◆ Excerpted passage:
• • • • •

5). It was surprising to learn that Jonathan Lucroy had cleared waivers and accepted an assignment to join the taxi squad in Pawtucket. At age 34 and with 11 years of MLB experience under his belt, it wouldn’t have been a shock to see him call it a season, head home, and regroup with an eye towards 2021.

“I cleared waivers, which means no one wanted me. I’m here to continue to work to get better,” said Lucroy.

The fact that Lucroy been showing up to McCoy over the past few weeks is an ode to his professionalism that hopefully rubs off on the younger members of the taxi squad.

“Anything that I see, I try to help them,” said Lucroy, the oldest player currently working out at the Triple-A venue. “I’m trying to help the pitchers with their pitch calling. That may not help me as a hitter, but if they get to the big leagues, maybe my help will make them successful.”

Lucroy has made it a point to make himself open and available for dialogue should Groome have specific questions.

“I don’t want to smother anybody and force myself on people. If I see something on the field, I’ll say something once and leave it alone,” said Lucroy. “They call me dad [in the McCoy clubhouse]. I don’t want to start dad’ing them. If guys want to come talk, I’ll do my best to help them anyway I can.”

• • • • •

◆ Extracted data:
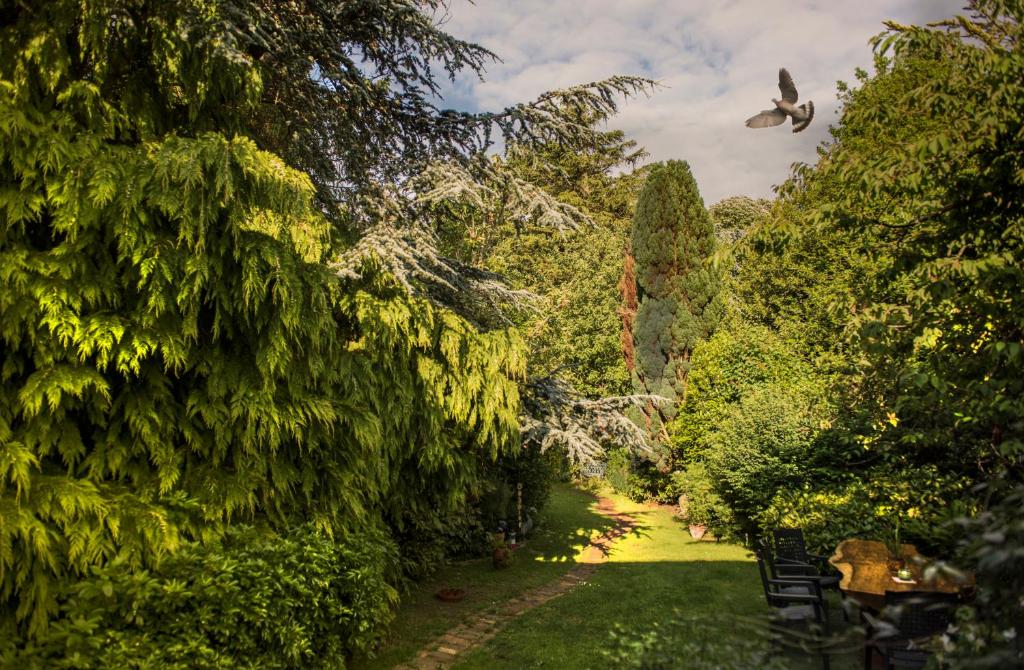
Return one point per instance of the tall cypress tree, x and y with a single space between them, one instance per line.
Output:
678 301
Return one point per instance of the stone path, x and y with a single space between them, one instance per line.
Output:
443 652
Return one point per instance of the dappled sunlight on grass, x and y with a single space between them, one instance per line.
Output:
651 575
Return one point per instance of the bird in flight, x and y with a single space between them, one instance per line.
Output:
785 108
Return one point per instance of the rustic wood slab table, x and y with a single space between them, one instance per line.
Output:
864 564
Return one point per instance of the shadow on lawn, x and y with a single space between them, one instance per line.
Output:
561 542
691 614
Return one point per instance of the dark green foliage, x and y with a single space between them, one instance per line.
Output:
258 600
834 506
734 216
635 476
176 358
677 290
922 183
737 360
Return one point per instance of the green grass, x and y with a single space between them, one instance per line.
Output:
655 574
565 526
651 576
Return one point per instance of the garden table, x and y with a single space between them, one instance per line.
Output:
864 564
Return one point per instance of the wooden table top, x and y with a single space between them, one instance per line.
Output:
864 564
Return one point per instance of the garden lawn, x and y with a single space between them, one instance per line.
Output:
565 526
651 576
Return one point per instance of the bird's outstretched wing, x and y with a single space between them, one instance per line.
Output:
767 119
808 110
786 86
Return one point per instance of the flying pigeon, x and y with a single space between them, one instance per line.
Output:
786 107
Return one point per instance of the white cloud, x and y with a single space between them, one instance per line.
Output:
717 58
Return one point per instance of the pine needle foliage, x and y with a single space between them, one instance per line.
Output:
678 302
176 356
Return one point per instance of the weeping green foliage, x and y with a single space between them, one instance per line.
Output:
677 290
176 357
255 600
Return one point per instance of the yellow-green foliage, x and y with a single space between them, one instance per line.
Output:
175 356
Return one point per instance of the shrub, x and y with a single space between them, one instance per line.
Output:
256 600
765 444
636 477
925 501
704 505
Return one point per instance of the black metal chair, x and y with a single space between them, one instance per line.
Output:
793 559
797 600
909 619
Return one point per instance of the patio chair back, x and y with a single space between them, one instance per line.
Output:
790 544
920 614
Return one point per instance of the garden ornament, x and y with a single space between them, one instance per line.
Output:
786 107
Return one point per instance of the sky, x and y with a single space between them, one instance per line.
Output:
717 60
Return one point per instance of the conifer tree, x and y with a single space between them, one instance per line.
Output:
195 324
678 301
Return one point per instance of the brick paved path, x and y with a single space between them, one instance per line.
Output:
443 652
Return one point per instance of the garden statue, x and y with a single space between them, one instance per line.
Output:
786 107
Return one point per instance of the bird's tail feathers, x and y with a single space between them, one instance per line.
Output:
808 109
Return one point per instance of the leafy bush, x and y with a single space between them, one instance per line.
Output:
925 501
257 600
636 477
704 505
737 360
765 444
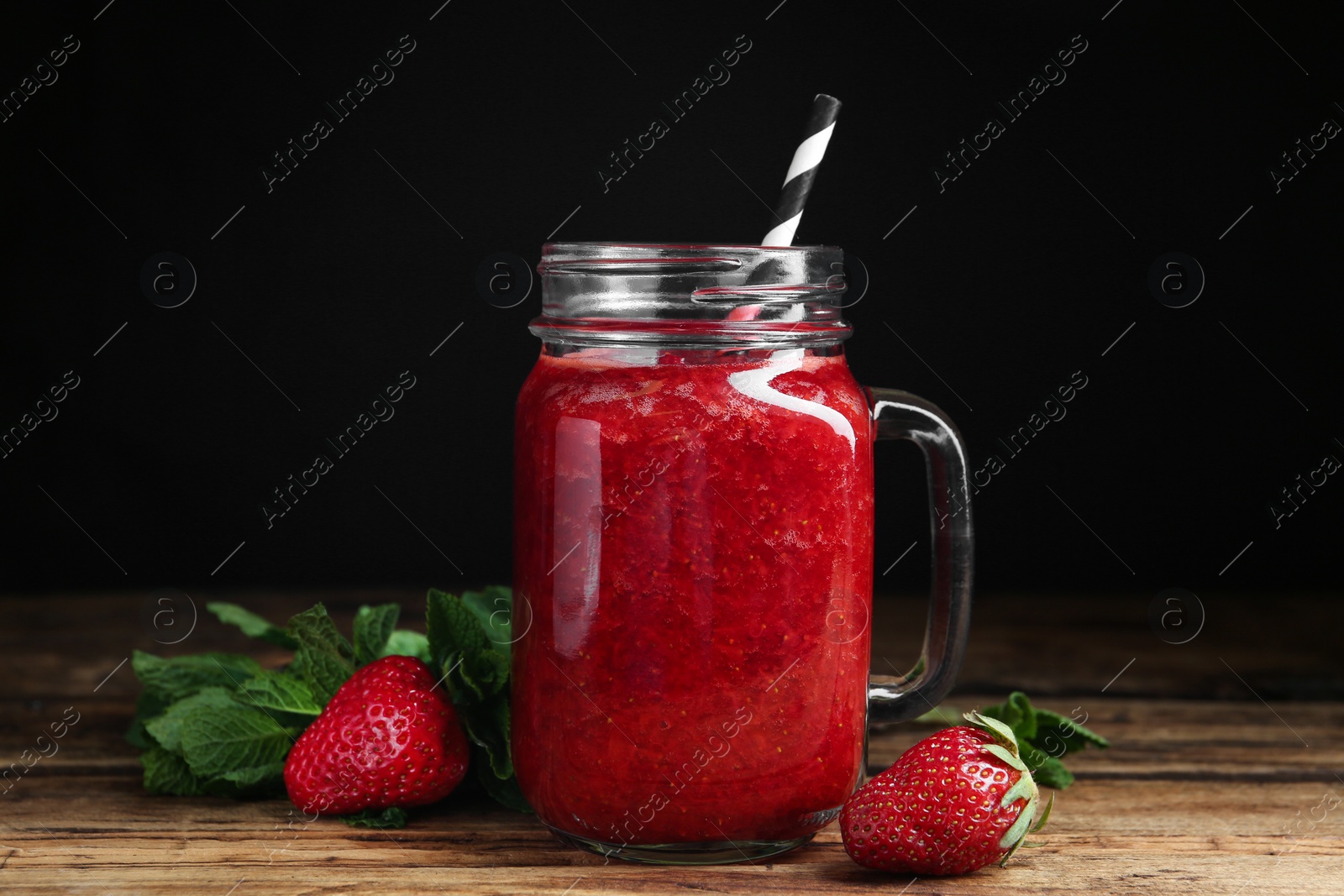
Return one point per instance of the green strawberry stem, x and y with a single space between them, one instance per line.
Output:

• • • • •

◆ Work instructions:
In the passage about Jonathan Lucroy, what nickname do players in the McCoy clubhouse use for him?

◆ Answer box:
Dad